● PASSAGE
══════
I went to a baby shower last night, an that was fun. I found some really adorable things for the baby, so I was proud of myself. And then Steve and I had an argument because he randomly thought I was off work on Valentine's Day. Um... not so much. The thing is, everybody wants that day off, so JP (now in charge of schedules) isn't letting anybody off of work based solely upon requests. Not that I even requested it off. I did ask to work the morning, though, and I'll call in a favor to Kevin to see if I can get things worked out. Steve got the day off and wants to make a big deal of it, but I just want him to stop spending money on me. He's blowing hundreds of dollars (I assume) on gifts for me that I absolutely don't need. I wish he'd save his money. A friend of ours had the idea that from now on, when Steve wants to buy me something that isn't necessary, he can put the money in a savings account and use it when we want to take a vacation somewhere. I think that's a fantastic idea.

My father and I were debating the grammatical correctness of the phrase, "I can so." I responded to the accusation of not being able to talk without using my hands with the above phrase, and my father decided it was not, in fact, grammatically correct. Thoughts? Opinions? Arguments?

I hate having homework. I also hate being tired for no reason. I got plenty of sleep last night, but I'm still tired. No idea why. And now I'm hungry. Poo.

Anywho, I'm out. Time to actually pay attention in class. Lighting design. Woo hoo. Love and hugs!

UPDATE: We were awarded a certificate of mastery!!! Wooo hoo!!! Go us! And I'm working Saturday morning, leaving the evening free for time with Steve on Valentine's Day. A little perturbed about my actress not being able to hold up her end of the bargain and actually toughing it out and NOT COMPLAINING!!! She whines a lot. But she's old, and is apparently under the impression that she's the only one with a full plate. I'm calling a big, resounding BS on that one. But it'll be ok.

I hope.

Tuesday, February 03, 2009

And... I'm back!

I gave myself a shot of B-12 this morning. It's prescribed by the doctor. My levels are supposed to be around 1100, but the tests showed mine to be around 270. Not so great. So, I have to give myself a shot once a week for four weeks, then once every other week for four shots, and then once a month until the rest of the shots run out. That should last a couple years. It's supposed to give me more energy and make me more able to process carbs and create new proteins. Yay for that. I'm still tired, though. And now my leg hurts. :( The funny part is, I psyched myself out last night about this stupid shot and had a really rough night last night. This morning, I get up, get the shot ready, and just do, and then laugh at myself because it was really easy and relatively painless. Just like it was somebody else giving the shot. Go figure.
══════
● DATA TO EXAMINE

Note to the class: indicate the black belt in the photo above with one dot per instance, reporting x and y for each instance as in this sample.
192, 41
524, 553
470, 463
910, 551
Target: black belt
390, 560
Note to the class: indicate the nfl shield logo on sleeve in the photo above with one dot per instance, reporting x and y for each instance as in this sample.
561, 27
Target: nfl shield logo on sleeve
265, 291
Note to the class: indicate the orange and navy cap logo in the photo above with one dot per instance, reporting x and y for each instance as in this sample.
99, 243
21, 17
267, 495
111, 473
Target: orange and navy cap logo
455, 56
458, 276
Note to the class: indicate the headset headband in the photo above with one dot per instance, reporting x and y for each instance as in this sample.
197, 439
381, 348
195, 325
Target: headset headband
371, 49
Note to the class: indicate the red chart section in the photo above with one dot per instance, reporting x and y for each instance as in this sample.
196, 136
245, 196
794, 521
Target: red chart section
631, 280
══════
● TO DO
Carry on the personal blog entries about Valentine's Day plans and the B-12 shot, starting right after their final sentence.

● EXERCISE RESULT
Other than that, I'm going 90 miles an hour down life's highway with school, tons of homework, and an almost-full-time job, so there's probably a reason my B-12 is so low. Apparently your body uses more under stress and when you get busy with a million things on your plate. Go figure.

In other news, Steve and I are back together. I don't know how long it will last, but I'm comfortable with him. As I told a friend, he may or may not be Mr. Right, but he's Mr. Right Now, and I can handle that. I don't particularly care for being single. The whole idea scares me a little. If Hawaii is in the future, I might change my mind, but I have a year to decide.

I'm going to Germany next month! Woo!!! I'm actually incredibly excited about that. It's a great opportunity and I know I'll have a blast.

Sorry this is so short, but I have an art assignment due tomorrow that will take about 20 minutes, a play to read (about an hour), a lighting design assignment to finish (about an hour), and possibly a nap to take (20 minutes or two hours...) all before bed tonight. It's going to be a long day, so I'll have to remember to grab food before I really get involved in homework. That whole remembering to eat thing is sometimes pretty difficult.

Hope things are going well for everybody! Love and hugs!